WORK TO BE COMPLETED
Beginning with the line that contains "Query: light switch plate", transcribe every line through the end of the entries exactly as written, and reproduce nothing else.

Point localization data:

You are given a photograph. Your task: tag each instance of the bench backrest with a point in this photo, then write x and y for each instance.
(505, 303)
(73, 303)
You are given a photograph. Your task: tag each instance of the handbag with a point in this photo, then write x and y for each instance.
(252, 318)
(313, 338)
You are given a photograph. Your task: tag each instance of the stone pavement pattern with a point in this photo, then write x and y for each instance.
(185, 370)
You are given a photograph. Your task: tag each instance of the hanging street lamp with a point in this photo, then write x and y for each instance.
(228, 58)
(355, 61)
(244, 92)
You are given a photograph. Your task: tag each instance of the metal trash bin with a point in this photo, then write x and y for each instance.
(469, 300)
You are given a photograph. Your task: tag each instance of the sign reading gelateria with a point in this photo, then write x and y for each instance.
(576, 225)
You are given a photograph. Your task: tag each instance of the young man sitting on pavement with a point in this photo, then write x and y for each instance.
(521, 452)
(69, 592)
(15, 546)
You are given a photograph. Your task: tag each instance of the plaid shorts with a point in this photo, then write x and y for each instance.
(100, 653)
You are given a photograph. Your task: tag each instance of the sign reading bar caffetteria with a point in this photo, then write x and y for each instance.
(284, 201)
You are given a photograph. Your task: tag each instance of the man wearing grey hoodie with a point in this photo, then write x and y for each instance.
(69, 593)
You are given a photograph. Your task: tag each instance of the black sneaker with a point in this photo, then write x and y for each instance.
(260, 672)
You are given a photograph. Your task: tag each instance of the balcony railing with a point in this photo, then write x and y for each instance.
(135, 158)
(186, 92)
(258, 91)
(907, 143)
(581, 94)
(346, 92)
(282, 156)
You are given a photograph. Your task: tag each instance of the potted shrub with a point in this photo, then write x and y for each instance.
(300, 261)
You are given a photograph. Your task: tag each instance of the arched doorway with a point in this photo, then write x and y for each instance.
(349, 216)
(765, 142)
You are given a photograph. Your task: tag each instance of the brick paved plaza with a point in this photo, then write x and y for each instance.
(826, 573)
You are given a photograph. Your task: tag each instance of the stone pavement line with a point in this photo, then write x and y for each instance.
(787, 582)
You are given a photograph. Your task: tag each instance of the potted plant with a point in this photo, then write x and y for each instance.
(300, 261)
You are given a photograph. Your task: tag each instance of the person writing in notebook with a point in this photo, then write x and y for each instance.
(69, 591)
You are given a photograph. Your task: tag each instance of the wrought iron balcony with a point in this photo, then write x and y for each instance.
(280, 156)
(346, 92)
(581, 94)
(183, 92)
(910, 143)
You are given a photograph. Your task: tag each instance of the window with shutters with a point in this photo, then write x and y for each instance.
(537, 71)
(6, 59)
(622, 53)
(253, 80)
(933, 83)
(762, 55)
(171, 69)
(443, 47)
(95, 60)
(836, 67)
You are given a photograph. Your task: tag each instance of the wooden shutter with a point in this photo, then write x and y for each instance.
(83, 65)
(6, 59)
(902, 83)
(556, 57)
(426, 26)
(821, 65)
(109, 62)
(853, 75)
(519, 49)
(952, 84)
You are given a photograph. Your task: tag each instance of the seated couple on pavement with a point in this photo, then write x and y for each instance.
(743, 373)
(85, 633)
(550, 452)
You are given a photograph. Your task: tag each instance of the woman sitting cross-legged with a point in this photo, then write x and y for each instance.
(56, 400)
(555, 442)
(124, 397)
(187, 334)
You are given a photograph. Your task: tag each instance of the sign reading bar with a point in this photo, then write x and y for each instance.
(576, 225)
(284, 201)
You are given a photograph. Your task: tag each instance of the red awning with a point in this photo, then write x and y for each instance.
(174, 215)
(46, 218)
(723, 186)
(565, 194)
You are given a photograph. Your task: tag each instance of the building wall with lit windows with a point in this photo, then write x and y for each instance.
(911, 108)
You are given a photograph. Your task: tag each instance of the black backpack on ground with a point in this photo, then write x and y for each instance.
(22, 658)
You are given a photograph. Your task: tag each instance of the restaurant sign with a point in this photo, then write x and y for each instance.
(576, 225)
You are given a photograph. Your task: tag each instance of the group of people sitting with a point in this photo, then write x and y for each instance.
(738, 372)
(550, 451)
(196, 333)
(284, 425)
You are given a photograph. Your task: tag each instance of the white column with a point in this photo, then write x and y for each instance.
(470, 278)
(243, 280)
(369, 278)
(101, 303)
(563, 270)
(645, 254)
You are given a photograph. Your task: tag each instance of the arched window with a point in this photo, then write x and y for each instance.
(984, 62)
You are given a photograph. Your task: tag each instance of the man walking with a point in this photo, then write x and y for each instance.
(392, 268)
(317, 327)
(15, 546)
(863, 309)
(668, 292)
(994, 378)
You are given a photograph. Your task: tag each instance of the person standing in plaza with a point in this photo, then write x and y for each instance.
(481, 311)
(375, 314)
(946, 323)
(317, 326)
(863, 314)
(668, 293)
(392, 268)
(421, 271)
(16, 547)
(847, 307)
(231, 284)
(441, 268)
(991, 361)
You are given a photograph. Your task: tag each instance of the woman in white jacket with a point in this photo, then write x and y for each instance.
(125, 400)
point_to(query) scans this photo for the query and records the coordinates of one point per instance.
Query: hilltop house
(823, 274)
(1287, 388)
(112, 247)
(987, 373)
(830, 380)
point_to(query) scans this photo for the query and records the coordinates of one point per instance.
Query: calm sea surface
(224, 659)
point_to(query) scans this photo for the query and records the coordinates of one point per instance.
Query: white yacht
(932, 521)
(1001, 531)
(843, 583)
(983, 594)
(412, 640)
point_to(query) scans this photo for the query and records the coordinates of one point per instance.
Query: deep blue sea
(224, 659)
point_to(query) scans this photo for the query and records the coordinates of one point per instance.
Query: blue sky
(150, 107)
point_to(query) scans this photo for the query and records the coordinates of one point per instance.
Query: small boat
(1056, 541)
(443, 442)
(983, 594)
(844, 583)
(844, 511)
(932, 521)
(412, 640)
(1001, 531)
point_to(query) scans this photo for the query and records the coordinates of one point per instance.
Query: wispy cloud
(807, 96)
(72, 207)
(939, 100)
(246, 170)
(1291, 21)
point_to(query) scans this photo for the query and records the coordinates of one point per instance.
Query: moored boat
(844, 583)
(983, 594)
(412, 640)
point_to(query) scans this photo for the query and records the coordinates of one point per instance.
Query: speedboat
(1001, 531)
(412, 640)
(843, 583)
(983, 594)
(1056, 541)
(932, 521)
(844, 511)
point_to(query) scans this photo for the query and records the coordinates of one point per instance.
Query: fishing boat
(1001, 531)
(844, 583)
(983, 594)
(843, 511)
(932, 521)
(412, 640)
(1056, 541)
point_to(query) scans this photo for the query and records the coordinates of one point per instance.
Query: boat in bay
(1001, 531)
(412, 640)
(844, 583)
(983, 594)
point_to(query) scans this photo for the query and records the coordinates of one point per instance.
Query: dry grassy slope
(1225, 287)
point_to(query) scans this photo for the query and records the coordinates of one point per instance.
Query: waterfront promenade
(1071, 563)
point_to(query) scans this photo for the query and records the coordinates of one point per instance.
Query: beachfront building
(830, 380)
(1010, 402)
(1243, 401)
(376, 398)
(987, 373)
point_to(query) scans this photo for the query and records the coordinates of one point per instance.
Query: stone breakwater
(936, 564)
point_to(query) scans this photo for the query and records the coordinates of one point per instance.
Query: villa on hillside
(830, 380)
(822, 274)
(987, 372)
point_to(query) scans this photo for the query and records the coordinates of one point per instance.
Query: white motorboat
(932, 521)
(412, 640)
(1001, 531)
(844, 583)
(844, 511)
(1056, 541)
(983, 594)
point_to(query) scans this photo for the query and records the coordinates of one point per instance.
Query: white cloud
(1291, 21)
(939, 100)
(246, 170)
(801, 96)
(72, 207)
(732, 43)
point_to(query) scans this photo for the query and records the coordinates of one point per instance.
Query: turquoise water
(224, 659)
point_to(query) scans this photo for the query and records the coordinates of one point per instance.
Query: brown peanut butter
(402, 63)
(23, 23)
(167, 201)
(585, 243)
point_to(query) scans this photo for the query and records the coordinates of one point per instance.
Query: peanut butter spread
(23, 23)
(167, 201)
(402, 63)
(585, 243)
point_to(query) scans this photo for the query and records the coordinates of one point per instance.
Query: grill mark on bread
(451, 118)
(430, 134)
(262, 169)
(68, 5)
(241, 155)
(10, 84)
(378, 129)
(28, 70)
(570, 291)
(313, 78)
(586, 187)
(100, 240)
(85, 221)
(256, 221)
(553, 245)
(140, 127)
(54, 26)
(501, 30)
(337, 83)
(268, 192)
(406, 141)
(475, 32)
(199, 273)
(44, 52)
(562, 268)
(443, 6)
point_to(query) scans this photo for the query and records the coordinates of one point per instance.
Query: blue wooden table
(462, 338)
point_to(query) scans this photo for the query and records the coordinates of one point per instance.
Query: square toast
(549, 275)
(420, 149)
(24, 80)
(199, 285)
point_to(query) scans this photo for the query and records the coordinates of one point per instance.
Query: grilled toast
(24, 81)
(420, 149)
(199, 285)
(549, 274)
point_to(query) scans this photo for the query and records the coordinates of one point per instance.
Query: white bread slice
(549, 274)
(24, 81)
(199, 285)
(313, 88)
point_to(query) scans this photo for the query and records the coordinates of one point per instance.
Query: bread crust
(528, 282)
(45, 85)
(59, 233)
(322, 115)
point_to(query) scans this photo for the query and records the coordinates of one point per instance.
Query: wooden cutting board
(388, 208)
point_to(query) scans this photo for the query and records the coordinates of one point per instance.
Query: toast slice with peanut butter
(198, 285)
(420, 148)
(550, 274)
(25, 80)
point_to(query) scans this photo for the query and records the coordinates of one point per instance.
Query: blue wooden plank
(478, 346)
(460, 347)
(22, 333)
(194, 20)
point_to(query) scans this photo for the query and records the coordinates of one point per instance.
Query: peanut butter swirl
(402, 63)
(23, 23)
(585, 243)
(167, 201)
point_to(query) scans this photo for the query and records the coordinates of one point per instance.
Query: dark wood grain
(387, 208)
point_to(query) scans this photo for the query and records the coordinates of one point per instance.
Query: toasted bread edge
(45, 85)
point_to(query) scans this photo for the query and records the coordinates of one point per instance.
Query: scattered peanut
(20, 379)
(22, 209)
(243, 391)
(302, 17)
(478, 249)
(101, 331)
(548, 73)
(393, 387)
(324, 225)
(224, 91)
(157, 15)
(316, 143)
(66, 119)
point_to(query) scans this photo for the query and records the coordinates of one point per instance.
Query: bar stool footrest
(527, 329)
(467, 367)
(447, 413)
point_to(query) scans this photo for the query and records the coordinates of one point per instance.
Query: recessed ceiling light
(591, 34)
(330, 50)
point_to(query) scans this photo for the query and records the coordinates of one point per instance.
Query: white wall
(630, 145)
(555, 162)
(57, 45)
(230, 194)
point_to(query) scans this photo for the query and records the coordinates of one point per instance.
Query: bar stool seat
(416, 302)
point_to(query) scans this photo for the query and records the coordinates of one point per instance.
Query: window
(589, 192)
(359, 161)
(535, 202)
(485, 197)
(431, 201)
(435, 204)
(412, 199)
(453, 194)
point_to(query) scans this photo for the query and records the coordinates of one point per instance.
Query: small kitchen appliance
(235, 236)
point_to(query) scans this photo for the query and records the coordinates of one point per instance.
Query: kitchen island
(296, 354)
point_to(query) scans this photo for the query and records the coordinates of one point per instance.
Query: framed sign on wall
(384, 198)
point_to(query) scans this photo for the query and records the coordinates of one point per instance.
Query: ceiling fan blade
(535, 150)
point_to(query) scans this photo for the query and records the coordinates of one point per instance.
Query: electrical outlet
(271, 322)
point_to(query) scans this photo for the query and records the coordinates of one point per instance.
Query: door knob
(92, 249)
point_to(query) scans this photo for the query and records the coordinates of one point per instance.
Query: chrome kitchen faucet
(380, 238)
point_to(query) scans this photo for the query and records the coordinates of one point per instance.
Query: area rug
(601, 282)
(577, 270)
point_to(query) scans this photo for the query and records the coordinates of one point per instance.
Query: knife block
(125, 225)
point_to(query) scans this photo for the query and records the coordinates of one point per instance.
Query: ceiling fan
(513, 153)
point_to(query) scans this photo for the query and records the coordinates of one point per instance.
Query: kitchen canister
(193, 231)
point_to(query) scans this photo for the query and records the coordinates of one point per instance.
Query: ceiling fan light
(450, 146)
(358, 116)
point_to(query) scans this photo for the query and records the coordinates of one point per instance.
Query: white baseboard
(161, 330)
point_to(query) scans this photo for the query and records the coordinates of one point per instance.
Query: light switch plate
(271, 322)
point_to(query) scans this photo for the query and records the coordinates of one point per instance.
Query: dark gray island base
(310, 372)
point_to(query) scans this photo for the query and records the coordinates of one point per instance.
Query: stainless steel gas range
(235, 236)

FINISHED TASK
Query: light switch plate
(271, 322)
point_to(query) scans this photo for the query and records the coordinates of one point per instance.
Query: dark gray island base
(310, 372)
point_to(query) scans this photo for the query and records the coordinates of one point per instance.
Query: stainless steel gas range
(235, 236)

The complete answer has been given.